• [PROBLEM DETAILS]:
Write out, as an exact transcription, the line that has "Reviewer note: every instance of the grass" and each line after it through the end of the data below.

• [DATA FOR PROCESSING]:

Content starts

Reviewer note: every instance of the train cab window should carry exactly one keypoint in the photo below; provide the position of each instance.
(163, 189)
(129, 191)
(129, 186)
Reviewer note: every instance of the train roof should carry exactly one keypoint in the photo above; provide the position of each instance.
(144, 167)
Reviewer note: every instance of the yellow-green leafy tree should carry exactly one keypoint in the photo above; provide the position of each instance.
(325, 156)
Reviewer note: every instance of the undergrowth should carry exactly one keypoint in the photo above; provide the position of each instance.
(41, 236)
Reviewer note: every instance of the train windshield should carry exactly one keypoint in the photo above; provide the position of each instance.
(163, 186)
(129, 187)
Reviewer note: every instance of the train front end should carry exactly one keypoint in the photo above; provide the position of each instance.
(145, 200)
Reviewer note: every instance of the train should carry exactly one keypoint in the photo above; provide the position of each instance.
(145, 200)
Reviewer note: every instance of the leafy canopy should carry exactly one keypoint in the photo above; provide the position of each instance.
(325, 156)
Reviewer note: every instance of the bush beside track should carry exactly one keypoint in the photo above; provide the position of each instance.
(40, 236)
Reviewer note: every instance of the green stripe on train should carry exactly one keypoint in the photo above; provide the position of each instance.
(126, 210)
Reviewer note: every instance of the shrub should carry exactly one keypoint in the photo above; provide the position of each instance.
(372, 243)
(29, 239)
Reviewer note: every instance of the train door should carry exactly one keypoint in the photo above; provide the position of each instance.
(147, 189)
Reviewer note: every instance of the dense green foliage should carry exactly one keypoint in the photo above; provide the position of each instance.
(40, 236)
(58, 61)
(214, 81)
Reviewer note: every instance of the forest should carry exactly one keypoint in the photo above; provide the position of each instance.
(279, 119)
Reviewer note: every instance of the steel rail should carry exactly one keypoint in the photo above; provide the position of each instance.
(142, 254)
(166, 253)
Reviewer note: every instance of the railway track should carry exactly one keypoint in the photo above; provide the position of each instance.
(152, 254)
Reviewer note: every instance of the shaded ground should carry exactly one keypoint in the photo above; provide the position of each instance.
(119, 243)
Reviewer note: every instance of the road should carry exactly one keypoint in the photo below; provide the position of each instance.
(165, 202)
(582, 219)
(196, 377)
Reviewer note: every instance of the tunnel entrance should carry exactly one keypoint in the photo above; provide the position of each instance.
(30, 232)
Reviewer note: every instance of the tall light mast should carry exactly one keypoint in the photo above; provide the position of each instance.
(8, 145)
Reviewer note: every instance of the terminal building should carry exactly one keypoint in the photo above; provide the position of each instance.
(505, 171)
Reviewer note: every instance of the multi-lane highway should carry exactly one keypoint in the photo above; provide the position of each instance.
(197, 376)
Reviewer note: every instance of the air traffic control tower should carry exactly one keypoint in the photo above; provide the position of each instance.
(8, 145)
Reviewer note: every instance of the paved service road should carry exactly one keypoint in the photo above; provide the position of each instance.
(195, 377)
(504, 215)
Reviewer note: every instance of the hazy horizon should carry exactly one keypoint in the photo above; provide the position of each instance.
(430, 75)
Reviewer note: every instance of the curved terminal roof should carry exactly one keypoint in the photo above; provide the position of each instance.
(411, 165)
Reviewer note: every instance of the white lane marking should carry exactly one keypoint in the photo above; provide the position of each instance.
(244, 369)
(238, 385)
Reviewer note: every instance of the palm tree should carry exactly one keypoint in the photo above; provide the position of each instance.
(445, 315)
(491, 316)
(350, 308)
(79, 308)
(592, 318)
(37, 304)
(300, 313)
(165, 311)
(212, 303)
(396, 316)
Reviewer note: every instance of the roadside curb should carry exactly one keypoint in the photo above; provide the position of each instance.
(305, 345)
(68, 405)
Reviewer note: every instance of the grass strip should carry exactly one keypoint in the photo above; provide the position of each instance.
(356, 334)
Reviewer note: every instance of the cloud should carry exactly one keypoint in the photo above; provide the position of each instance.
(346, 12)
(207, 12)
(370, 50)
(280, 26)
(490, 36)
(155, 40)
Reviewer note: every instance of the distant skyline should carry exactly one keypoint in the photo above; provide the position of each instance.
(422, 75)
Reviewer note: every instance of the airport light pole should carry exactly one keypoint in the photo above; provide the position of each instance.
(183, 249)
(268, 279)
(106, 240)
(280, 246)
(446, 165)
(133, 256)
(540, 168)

Content ends

• [ANSWER TO THIS EXERCISE]:
Reviewer note: every instance of the grass strip should carry exactly one keypoint in the photo above; provide the position of each instance.
(356, 334)
Reviewer note: every instance of the cloud should carry exactly one keypoint in the photo above; provide the position of each instance.
(346, 12)
(207, 12)
(370, 50)
(280, 26)
(490, 36)
(155, 40)
Reviewer note: every instance of the distant skyline should carry exactly one keypoint in the photo above; provide the position of each instance.
(422, 75)
Reviewer note: every instance of the airport light pole should carry exactly one keypoint in the photo above; provide the position of each instance.
(183, 249)
(268, 279)
(106, 240)
(280, 246)
(446, 165)
(133, 256)
(540, 168)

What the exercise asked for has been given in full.